BEGIN

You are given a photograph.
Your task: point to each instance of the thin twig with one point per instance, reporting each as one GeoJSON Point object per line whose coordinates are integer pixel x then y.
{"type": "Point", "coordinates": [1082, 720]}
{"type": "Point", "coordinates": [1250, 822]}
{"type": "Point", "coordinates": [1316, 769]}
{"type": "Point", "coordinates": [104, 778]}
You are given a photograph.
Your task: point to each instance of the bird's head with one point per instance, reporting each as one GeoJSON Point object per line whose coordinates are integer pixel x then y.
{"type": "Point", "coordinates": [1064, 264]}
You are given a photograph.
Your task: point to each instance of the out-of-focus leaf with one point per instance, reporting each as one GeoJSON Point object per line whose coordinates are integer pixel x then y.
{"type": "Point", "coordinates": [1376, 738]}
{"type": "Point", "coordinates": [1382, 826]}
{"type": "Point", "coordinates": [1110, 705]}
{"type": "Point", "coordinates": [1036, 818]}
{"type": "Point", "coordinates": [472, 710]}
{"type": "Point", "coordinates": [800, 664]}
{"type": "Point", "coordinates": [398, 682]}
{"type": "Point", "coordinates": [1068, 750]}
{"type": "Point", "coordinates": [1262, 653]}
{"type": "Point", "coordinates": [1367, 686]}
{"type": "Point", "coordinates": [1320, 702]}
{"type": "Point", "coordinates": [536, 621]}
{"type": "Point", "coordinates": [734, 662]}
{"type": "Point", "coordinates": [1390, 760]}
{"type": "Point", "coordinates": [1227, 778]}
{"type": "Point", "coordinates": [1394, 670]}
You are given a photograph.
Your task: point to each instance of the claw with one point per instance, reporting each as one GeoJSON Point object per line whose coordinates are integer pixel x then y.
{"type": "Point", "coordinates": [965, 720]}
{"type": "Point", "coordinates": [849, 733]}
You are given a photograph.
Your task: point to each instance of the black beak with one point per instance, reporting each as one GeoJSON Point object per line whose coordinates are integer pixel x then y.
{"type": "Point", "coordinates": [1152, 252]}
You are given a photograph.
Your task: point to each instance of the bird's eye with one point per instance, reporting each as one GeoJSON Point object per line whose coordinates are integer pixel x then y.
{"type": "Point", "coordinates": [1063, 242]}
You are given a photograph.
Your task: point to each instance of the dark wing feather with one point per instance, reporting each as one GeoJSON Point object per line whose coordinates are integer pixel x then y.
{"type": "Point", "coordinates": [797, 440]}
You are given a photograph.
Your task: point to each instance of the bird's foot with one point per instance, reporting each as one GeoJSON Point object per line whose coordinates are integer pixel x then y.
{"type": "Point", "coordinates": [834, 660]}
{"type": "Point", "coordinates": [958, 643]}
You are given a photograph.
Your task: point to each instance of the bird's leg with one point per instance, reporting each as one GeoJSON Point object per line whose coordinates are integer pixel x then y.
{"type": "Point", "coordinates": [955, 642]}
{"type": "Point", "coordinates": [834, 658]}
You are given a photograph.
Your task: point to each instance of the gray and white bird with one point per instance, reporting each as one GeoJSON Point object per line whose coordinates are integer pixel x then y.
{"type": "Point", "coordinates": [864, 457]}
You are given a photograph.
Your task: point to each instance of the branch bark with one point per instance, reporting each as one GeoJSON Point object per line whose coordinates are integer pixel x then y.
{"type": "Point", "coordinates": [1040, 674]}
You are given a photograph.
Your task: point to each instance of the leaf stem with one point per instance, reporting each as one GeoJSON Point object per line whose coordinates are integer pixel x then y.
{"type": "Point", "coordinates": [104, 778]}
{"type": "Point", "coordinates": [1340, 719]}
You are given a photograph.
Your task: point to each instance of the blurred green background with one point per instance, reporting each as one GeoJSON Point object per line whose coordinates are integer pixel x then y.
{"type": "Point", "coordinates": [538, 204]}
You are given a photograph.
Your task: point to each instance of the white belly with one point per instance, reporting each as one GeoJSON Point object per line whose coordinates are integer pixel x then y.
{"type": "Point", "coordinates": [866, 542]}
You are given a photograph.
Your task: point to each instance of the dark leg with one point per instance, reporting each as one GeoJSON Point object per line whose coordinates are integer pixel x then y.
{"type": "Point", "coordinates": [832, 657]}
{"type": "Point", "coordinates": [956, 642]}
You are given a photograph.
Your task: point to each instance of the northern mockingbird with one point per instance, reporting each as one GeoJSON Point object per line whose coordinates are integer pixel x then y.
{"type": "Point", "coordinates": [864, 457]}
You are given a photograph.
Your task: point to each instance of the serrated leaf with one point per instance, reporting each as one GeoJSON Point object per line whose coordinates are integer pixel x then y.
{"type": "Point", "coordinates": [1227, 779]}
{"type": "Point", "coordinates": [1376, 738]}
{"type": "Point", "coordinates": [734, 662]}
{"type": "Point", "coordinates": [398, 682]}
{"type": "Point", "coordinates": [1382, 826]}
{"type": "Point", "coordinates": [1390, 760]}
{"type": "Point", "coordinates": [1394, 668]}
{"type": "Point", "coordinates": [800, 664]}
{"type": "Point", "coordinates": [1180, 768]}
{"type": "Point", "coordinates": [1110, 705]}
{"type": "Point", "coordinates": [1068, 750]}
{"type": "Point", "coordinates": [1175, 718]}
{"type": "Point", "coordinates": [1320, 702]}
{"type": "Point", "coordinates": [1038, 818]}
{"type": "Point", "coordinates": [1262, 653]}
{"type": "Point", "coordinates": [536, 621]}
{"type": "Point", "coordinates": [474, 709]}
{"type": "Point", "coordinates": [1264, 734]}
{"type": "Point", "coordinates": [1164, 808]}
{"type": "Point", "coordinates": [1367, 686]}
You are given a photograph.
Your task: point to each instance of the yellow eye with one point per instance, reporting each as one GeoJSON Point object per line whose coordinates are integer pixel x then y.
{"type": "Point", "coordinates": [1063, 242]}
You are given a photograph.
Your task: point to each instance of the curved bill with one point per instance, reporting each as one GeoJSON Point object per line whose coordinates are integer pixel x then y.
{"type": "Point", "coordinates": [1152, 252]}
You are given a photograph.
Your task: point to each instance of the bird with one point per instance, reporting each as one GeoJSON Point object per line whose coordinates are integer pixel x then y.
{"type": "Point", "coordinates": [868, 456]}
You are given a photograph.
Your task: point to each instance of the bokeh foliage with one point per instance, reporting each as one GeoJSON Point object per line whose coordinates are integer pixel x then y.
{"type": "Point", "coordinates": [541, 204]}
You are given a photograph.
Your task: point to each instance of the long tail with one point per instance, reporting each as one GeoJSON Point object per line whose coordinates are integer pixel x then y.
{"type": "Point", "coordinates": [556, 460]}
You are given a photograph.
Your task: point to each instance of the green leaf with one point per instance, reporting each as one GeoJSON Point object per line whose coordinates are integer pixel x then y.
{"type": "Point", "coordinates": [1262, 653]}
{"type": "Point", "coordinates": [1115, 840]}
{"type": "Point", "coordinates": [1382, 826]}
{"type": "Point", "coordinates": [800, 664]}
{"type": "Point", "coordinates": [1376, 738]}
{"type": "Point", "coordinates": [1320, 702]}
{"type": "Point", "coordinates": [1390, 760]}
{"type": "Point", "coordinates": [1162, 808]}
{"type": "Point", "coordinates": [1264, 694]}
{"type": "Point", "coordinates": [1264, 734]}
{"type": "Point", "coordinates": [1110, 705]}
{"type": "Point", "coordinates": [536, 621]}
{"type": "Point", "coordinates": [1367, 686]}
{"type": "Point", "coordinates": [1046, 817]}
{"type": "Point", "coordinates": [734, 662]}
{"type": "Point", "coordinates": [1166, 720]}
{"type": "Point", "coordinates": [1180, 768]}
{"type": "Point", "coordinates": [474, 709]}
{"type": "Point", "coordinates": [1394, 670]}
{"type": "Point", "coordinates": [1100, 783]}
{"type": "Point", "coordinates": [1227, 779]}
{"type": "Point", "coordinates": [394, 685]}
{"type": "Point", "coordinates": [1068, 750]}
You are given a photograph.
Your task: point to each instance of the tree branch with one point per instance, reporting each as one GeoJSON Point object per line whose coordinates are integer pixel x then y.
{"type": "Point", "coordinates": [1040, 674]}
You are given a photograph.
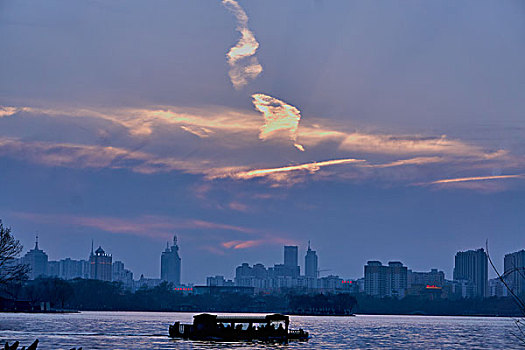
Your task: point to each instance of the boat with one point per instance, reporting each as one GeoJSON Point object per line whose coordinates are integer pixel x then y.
{"type": "Point", "coordinates": [272, 328]}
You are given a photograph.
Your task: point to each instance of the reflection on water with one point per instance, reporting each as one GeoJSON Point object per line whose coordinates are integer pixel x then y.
{"type": "Point", "coordinates": [148, 330]}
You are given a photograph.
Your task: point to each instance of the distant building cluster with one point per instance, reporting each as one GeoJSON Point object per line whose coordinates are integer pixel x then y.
{"type": "Point", "coordinates": [100, 266]}
{"type": "Point", "coordinates": [394, 280]}
{"type": "Point", "coordinates": [281, 277]}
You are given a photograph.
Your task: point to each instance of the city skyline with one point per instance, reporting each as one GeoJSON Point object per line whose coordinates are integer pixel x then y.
{"type": "Point", "coordinates": [377, 131]}
{"type": "Point", "coordinates": [291, 259]}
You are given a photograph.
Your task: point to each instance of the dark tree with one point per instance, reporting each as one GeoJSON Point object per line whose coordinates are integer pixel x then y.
{"type": "Point", "coordinates": [11, 271]}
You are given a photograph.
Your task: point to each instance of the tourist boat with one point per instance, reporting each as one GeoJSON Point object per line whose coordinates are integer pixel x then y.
{"type": "Point", "coordinates": [273, 327]}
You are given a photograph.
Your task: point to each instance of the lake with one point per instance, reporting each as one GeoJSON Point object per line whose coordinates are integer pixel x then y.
{"type": "Point", "coordinates": [148, 330]}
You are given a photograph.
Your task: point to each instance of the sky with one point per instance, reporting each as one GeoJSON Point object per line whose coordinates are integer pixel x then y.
{"type": "Point", "coordinates": [376, 130]}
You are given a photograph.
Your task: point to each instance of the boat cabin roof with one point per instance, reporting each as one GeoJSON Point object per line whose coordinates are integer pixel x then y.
{"type": "Point", "coordinates": [209, 318]}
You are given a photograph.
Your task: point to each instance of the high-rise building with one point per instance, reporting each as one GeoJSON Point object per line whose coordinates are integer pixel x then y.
{"type": "Point", "coordinates": [310, 263]}
{"type": "Point", "coordinates": [291, 255]}
{"type": "Point", "coordinates": [472, 266]}
{"type": "Point", "coordinates": [432, 278]}
{"type": "Point", "coordinates": [382, 281]}
{"type": "Point", "coordinates": [514, 271]}
{"type": "Point", "coordinates": [53, 269]}
{"type": "Point", "coordinates": [376, 275]}
{"type": "Point", "coordinates": [291, 261]}
{"type": "Point", "coordinates": [36, 259]}
{"type": "Point", "coordinates": [70, 269]}
{"type": "Point", "coordinates": [398, 279]}
{"type": "Point", "coordinates": [120, 274]}
{"type": "Point", "coordinates": [100, 265]}
{"type": "Point", "coordinates": [170, 263]}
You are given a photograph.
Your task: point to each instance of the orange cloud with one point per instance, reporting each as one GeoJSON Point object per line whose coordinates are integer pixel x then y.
{"type": "Point", "coordinates": [475, 178]}
{"type": "Point", "coordinates": [152, 226]}
{"type": "Point", "coordinates": [244, 66]}
{"type": "Point", "coordinates": [311, 167]}
{"type": "Point", "coordinates": [280, 118]}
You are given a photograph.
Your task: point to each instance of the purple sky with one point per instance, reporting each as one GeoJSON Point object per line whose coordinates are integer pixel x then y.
{"type": "Point", "coordinates": [390, 131]}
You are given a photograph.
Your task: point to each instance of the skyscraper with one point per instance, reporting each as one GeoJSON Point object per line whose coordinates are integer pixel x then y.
{"type": "Point", "coordinates": [514, 269]}
{"type": "Point", "coordinates": [170, 262]}
{"type": "Point", "coordinates": [290, 256]}
{"type": "Point", "coordinates": [310, 263]}
{"type": "Point", "coordinates": [471, 266]}
{"type": "Point", "coordinates": [381, 281]}
{"type": "Point", "coordinates": [36, 259]}
{"type": "Point", "coordinates": [100, 265]}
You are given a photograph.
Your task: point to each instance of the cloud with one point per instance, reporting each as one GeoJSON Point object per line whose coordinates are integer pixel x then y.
{"type": "Point", "coordinates": [475, 178]}
{"type": "Point", "coordinates": [280, 118]}
{"type": "Point", "coordinates": [244, 66]}
{"type": "Point", "coordinates": [88, 156]}
{"type": "Point", "coordinates": [152, 226]}
{"type": "Point", "coordinates": [267, 240]}
{"type": "Point", "coordinates": [7, 111]}
{"type": "Point", "coordinates": [411, 161]}
{"type": "Point", "coordinates": [225, 145]}
{"type": "Point", "coordinates": [282, 172]}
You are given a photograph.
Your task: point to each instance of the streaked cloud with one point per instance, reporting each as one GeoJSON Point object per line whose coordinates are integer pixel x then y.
{"type": "Point", "coordinates": [226, 145]}
{"type": "Point", "coordinates": [153, 226]}
{"type": "Point", "coordinates": [475, 178]}
{"type": "Point", "coordinates": [281, 119]}
{"type": "Point", "coordinates": [7, 111]}
{"type": "Point", "coordinates": [266, 240]}
{"type": "Point", "coordinates": [411, 161]}
{"type": "Point", "coordinates": [277, 173]}
{"type": "Point", "coordinates": [244, 66]}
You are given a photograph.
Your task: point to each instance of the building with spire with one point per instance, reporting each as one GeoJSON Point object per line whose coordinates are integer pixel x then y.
{"type": "Point", "coordinates": [170, 263]}
{"type": "Point", "coordinates": [100, 265]}
{"type": "Point", "coordinates": [310, 263]}
{"type": "Point", "coordinates": [37, 260]}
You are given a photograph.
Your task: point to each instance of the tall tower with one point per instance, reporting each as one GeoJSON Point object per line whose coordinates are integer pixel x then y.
{"type": "Point", "coordinates": [472, 266]}
{"type": "Point", "coordinates": [290, 260]}
{"type": "Point", "coordinates": [170, 262]}
{"type": "Point", "coordinates": [36, 259]}
{"type": "Point", "coordinates": [310, 263]}
{"type": "Point", "coordinates": [100, 265]}
{"type": "Point", "coordinates": [514, 268]}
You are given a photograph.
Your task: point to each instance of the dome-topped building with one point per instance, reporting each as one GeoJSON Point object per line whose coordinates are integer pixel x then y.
{"type": "Point", "coordinates": [170, 262]}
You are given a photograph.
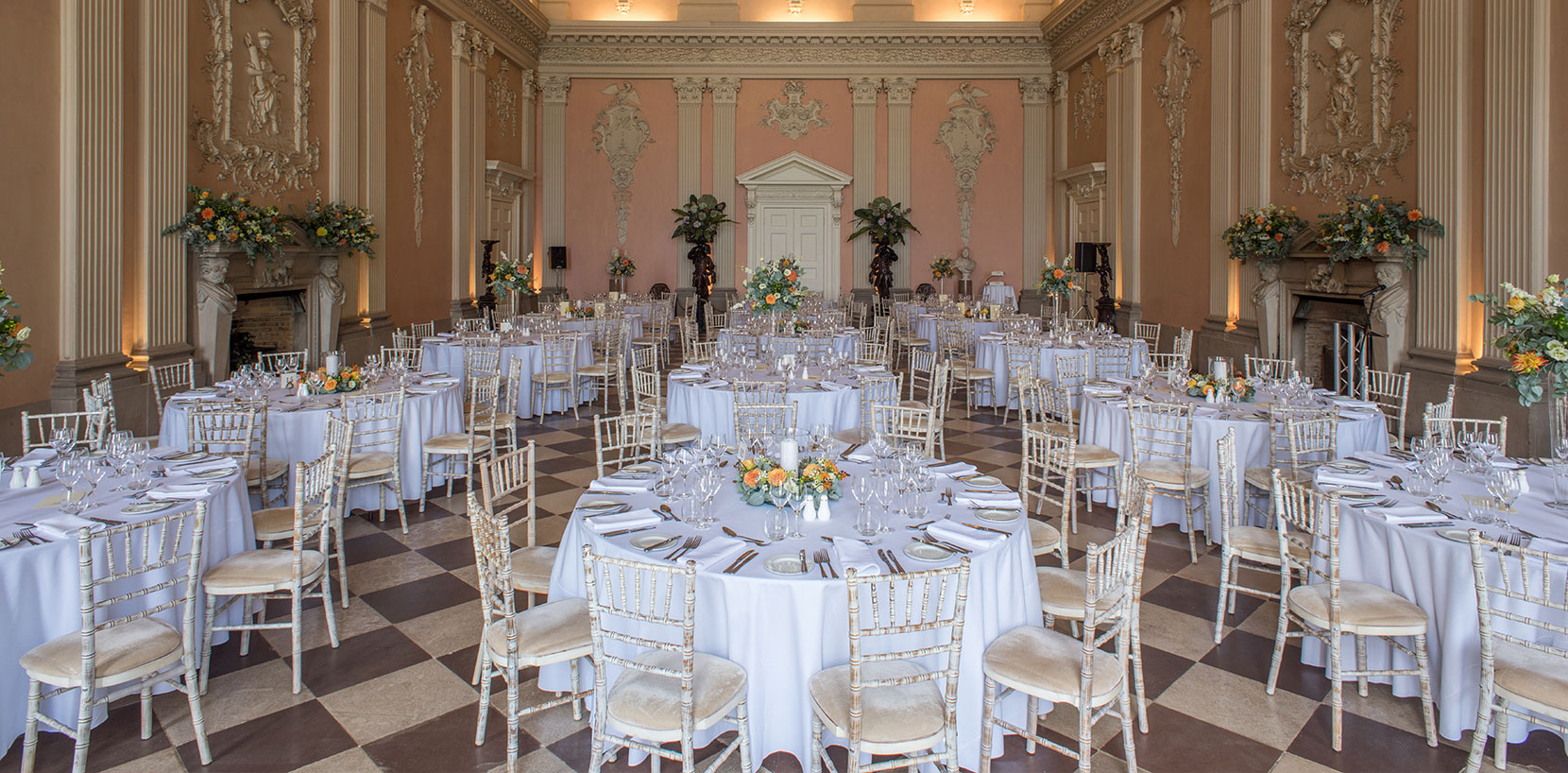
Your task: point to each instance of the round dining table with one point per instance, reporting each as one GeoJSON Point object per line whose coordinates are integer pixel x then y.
{"type": "Point", "coordinates": [783, 629]}
{"type": "Point", "coordinates": [297, 430]}
{"type": "Point", "coordinates": [1104, 422]}
{"type": "Point", "coordinates": [40, 584]}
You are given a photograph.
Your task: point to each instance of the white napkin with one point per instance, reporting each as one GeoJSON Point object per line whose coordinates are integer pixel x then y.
{"type": "Point", "coordinates": [179, 492]}
{"type": "Point", "coordinates": [857, 556]}
{"type": "Point", "coordinates": [624, 487]}
{"type": "Point", "coordinates": [63, 525]}
{"type": "Point", "coordinates": [715, 552]}
{"type": "Point", "coordinates": [1349, 478]}
{"type": "Point", "coordinates": [629, 520]}
{"type": "Point", "coordinates": [1002, 499]}
{"type": "Point", "coordinates": [963, 535]}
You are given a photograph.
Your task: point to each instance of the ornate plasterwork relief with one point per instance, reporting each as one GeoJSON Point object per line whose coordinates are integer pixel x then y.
{"type": "Point", "coordinates": [791, 113]}
{"type": "Point", "coordinates": [968, 133]}
{"type": "Point", "coordinates": [1178, 63]}
{"type": "Point", "coordinates": [620, 132]}
{"type": "Point", "coordinates": [424, 90]}
{"type": "Point", "coordinates": [1342, 130]}
{"type": "Point", "coordinates": [1090, 102]}
{"type": "Point", "coordinates": [503, 101]}
{"type": "Point", "coordinates": [264, 142]}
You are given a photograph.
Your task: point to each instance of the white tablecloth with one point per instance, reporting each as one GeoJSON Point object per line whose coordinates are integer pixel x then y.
{"type": "Point", "coordinates": [712, 409]}
{"type": "Point", "coordinates": [1104, 422]}
{"type": "Point", "coordinates": [40, 584]}
{"type": "Point", "coordinates": [784, 629]}
{"type": "Point", "coordinates": [446, 354]}
{"type": "Point", "coordinates": [991, 353]}
{"type": "Point", "coordinates": [1435, 573]}
{"type": "Point", "coordinates": [299, 435]}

END

◆ WHAT TO PRODUCE ◆
How many lines in the items above contain the word "dark"? Give only the number.

◆ WRITTEN RESPONSE ◆
3